Turn the lines of the listing between the line holding "Detect the man's neck" and the line holding "xmin=35 ymin=189 xmax=62 ymax=228", inclusive, into a Markdown table with the columns Row and Listing Line, numbering each line and leaving out blank lines.
### Exercise inputs ###
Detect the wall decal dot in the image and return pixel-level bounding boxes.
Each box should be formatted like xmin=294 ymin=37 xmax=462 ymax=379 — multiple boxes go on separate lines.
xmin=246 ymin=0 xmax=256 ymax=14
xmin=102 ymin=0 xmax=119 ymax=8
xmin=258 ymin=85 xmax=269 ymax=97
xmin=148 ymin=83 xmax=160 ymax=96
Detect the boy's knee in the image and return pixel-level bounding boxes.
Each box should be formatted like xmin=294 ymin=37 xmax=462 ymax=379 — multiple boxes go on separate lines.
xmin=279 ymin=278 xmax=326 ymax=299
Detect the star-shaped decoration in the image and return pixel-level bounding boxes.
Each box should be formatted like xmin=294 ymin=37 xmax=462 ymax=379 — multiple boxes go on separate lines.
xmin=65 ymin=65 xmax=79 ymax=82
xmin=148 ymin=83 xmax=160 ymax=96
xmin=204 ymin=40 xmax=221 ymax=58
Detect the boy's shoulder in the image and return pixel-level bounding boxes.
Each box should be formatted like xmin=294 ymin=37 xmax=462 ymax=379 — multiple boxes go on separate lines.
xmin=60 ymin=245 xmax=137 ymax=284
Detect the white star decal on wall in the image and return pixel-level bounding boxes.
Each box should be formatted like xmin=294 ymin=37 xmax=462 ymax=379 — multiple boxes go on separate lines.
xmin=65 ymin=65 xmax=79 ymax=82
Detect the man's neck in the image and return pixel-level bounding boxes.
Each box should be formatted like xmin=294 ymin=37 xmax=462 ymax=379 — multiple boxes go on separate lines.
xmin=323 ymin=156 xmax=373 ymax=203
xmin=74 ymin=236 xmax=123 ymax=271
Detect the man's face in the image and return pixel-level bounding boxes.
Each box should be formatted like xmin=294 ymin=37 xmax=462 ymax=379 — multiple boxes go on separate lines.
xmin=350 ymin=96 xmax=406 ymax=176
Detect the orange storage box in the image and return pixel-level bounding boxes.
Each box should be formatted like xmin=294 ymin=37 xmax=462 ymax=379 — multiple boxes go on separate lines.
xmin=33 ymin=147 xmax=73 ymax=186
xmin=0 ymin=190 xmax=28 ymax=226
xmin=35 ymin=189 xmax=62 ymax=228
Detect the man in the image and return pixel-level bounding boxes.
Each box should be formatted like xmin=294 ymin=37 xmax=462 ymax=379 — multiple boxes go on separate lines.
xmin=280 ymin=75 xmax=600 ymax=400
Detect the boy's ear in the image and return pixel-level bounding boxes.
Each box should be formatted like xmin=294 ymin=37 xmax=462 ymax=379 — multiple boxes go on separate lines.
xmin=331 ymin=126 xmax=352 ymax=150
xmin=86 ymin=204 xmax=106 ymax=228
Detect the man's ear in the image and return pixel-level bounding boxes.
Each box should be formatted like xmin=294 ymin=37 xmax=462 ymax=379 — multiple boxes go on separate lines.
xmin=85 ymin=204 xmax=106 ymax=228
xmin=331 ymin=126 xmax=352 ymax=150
###
Complete answer:
| Row | Listing Line |
|---|---|
| 1 | Detect the man's neck in the image and return pixel-level bounding boxes. |
| 2 | Each box should be formatted like xmin=294 ymin=37 xmax=462 ymax=379 — multiple boxes go on separate lines. |
| 3 | xmin=323 ymin=156 xmax=373 ymax=203 |
| 4 | xmin=74 ymin=236 xmax=123 ymax=271 |
| 5 | Detect the man's face in the image and return pixel-level bounding boxes. |
| 6 | Each box should be formatted like xmin=294 ymin=37 xmax=462 ymax=379 — multiple boxes go on separate lines. |
| 7 | xmin=350 ymin=96 xmax=406 ymax=176 |
| 8 | Detect the orange storage box in the image and return pixel-level bounding boxes. |
| 9 | Each box should be formatted like xmin=294 ymin=37 xmax=462 ymax=379 — multiple boxes go on separate lines. |
| 10 | xmin=33 ymin=147 xmax=73 ymax=186 |
| 11 | xmin=0 ymin=190 xmax=28 ymax=226 |
| 12 | xmin=35 ymin=189 xmax=62 ymax=228 |